The first model layer is the worst-case scenario optimization layer within a single microgrid. The worst-case scenario optimization model is established for each microgrid, taking into account the volatility of renewable energy output and the range of load changes. The microgrid optimally allocates its own power capacity under the goal of maximizing the microgrid’s own revenue, and at the same time coordinates and optimizes the output of the micro gas turbine and the charging and discharging power of the energy storage, to get the result of the minimum operating cost under the worst-case scenario, which is passed to the upper layer model for scheduling.

The second layer model is the global coordination layer of the multi-microgrid interconnection system. Considering the coupling constraints between the microgrids, it optimizes the power interactions between each microgrid system and the power interactions between the microgrids and the distribution network according to the feedback information from the microgrids in the lower layer, and focuses on solving the problem of economically optimizing the operation of the whole multi-microgrid system in order to achieve the optimal energy management scheme so as to improve the economy and reliability of the system. The optimization objective function of the whole bilevel model is as follows:

$$\begin{aligned} & \min _{\varvec{x}}\{\max _{{\varvec{u}}\in {\varvec{U}}}\min _{{\varvec{y}}\in \Omega (\varvec{x},\varvec{u})}f_{MMG}\} \end{aligned}$$
(18)
$$\begin{aligned} & f_{MMG}=\sum _{i=1}^{m}\sum _{t=1}^{N_{T}}[C_{G,t,i}+C_{S,t,i}+C_{DR,t,i}+C_{M,t,i}+C_{c,t,i}] \end{aligned}$$
(19)

**STATED TASK A**. List every cost term that is added up inside the objective function f_MMG in the passage on the two-layer microgrid model.
**STATED TASK B**.
Answer these about the passage on the two-layer microgrid model:
(i) What goal does each microgrid pursue when it allocates its own power capacity?
(ii) What two things does the worst-case scenario model for each microgrid take into account?
(iii) Which two qualities of the system is the optimal energy management scheme meant to improve?
**STATED TASK C**. Write out the part of the passage on the two-layer microgrid model starting with "The first model" and going on through "model for scheduling.".

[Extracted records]

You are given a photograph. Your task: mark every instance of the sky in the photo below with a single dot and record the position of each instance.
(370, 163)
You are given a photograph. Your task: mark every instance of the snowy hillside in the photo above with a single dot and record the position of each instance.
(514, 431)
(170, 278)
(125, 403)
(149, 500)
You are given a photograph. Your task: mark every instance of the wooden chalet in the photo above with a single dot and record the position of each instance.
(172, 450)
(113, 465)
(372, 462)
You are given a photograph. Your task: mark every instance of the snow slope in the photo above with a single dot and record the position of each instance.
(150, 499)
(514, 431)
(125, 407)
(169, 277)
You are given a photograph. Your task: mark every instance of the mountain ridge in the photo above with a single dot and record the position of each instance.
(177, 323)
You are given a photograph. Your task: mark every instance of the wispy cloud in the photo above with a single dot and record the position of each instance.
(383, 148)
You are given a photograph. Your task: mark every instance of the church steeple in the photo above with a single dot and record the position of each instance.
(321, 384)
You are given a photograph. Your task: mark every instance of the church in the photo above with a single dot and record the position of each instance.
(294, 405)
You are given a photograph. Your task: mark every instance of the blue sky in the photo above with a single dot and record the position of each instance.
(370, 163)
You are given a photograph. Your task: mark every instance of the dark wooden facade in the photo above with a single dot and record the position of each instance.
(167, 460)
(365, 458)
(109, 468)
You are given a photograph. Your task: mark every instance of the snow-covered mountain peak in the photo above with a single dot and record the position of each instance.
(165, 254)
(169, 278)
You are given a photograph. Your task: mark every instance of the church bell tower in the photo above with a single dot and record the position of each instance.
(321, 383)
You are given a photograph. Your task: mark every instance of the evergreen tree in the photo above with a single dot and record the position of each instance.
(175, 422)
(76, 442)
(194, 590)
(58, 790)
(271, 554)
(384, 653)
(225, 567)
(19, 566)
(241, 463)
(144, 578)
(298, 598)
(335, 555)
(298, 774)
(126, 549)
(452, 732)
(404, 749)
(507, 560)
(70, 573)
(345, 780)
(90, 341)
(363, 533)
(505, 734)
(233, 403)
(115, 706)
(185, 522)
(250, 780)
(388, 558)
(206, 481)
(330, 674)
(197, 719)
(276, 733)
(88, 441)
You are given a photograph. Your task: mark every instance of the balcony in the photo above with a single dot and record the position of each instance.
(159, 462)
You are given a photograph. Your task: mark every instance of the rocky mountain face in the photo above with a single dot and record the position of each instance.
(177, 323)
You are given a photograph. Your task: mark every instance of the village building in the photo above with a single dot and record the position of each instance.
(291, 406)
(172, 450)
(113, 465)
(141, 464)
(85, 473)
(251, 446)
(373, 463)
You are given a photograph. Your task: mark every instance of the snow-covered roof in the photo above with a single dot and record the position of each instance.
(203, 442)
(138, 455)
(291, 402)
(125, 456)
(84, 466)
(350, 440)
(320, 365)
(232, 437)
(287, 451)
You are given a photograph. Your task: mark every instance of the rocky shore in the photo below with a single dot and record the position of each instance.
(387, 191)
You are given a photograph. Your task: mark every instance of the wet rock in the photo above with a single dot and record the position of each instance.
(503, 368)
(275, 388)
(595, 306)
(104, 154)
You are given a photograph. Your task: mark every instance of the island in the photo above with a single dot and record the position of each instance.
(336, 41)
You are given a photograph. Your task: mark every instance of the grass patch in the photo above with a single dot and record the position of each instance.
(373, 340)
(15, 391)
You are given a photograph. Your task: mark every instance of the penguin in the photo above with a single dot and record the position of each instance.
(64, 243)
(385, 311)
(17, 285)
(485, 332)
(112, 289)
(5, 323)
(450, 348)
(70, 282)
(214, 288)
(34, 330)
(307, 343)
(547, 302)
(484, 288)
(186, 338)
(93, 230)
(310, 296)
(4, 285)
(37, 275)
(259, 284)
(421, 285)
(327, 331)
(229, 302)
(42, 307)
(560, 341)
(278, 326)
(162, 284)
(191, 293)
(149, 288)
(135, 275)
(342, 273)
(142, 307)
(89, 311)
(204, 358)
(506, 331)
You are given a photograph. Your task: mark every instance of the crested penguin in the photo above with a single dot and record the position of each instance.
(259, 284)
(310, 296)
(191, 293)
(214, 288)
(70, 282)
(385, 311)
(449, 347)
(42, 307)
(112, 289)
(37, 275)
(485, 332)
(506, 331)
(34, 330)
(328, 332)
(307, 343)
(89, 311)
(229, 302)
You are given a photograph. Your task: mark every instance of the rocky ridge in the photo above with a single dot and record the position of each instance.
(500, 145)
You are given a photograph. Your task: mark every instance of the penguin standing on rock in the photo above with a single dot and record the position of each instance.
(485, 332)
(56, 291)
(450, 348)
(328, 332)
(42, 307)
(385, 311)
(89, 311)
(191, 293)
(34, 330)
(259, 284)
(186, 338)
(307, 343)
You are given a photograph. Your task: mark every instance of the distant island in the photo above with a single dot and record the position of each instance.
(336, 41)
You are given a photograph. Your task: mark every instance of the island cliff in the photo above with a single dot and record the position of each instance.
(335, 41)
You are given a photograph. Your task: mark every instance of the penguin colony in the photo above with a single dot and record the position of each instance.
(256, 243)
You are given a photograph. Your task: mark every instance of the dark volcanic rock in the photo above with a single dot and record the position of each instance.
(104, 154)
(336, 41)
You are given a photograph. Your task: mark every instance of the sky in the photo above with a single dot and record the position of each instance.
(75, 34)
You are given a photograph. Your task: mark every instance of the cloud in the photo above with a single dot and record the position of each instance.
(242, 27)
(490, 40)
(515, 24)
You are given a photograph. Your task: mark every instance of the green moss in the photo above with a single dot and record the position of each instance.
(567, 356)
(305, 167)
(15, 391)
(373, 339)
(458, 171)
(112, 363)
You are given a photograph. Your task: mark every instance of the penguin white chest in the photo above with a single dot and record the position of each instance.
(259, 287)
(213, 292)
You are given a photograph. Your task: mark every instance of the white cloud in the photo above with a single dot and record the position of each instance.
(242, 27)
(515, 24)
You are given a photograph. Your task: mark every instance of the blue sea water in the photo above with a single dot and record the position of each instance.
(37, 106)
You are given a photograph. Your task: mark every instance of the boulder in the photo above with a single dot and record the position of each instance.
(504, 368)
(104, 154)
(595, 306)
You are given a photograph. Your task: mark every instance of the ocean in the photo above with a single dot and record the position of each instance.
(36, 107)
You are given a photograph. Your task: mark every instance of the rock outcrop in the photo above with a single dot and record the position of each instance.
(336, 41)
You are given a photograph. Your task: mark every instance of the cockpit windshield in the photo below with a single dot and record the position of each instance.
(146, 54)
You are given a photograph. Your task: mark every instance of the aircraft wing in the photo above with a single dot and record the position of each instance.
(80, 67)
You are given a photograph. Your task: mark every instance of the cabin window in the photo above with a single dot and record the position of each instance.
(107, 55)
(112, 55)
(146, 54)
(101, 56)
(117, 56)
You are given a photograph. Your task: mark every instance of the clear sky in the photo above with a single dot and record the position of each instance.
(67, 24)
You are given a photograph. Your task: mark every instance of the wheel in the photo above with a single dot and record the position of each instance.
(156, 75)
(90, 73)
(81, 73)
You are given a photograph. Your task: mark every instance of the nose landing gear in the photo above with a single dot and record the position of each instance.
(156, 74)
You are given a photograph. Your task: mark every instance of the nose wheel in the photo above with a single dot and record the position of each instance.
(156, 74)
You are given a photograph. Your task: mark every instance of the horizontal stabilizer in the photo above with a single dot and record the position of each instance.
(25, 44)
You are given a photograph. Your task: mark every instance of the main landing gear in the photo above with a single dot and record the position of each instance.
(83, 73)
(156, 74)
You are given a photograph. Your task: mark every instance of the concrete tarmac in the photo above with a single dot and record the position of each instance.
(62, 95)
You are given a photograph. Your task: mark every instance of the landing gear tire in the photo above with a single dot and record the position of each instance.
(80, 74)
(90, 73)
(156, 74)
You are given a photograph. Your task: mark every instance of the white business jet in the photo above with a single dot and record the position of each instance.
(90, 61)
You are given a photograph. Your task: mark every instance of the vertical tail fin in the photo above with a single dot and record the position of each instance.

**WRITTEN ANSWER A**.
C_{G,t,i}
C_{S,t,i}
C_{DR,t,i}
C_{M,t,i}
C_{c,t,i}

**WRITTEN ANSWER B**.
(i) Maximizing the microgrid's own revenue.
(ii) The volatility of renewable energy output and the range of load changes.
(iii) The economy and reliability of the system.

**WRITTEN ANSWER C**.
The first model layer is the worst-case scenario optimization layer within a single microgrid. The worst-case scenario optimization model is established for each microgrid, taking into account the volatility of renewable energy output and the range of load changes. The microgrid optimally allocates its own power capacity under the goal of maximizing the microgrid’s own revenue, and at the same time coordinates and optimizes the output of the micro gas turbine and the charging and discharging power of the energy storage, to get the result of the minimum operating cost under the worst-case scenario, which is passed to the upper layer model for scheduling.